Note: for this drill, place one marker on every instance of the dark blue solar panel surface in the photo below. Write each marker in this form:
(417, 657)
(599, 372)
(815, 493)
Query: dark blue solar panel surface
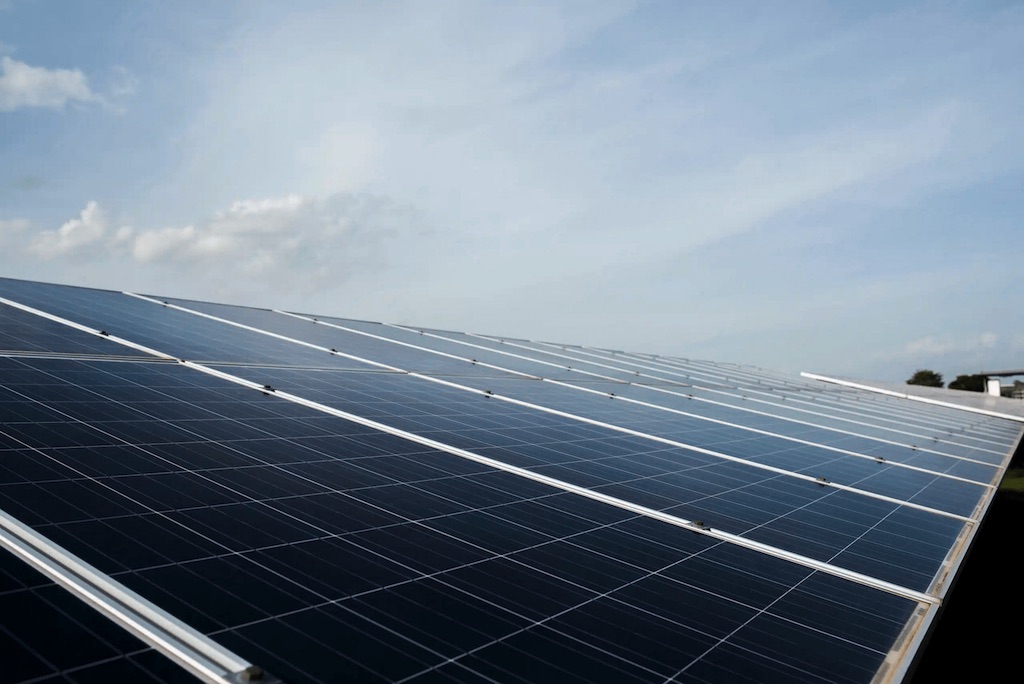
(797, 515)
(326, 551)
(280, 545)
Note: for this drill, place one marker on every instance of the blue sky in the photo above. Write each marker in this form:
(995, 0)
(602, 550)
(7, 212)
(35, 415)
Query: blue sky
(802, 185)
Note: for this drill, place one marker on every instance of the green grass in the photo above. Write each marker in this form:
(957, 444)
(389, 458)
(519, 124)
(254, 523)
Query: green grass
(1014, 480)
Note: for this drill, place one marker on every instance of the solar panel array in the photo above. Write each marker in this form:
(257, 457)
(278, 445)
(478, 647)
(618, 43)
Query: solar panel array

━━━

— WORK INSTRUCTION —
What is wanted is a verbatim transcription of every record above, pictures excluded.

— RESPONSE BELOW —
Note: for this drill, place one marker on every instance of the dark blue solar panel surface in the photo below. Write each marker in this form:
(417, 657)
(599, 372)
(815, 493)
Query: dark blue solar panel surface
(797, 515)
(326, 551)
(280, 545)
Note: for this drill, place one marker on every instance of the blue sky in the photo above. Write each marker in this form:
(995, 0)
(602, 550)
(7, 212)
(35, 415)
Query: blue sky
(802, 185)
Note: for this drill, place one marker on every instance of the green grass in the photo above. Write each marker in this form:
(957, 444)
(389, 458)
(519, 124)
(254, 523)
Query: green grass
(1014, 480)
Note: for this drill, place one marker on every instance of the solar panel array in the photo above. Write each marker in this form:
(257, 457)
(278, 445)
(478, 647)
(618, 43)
Query: solar panel array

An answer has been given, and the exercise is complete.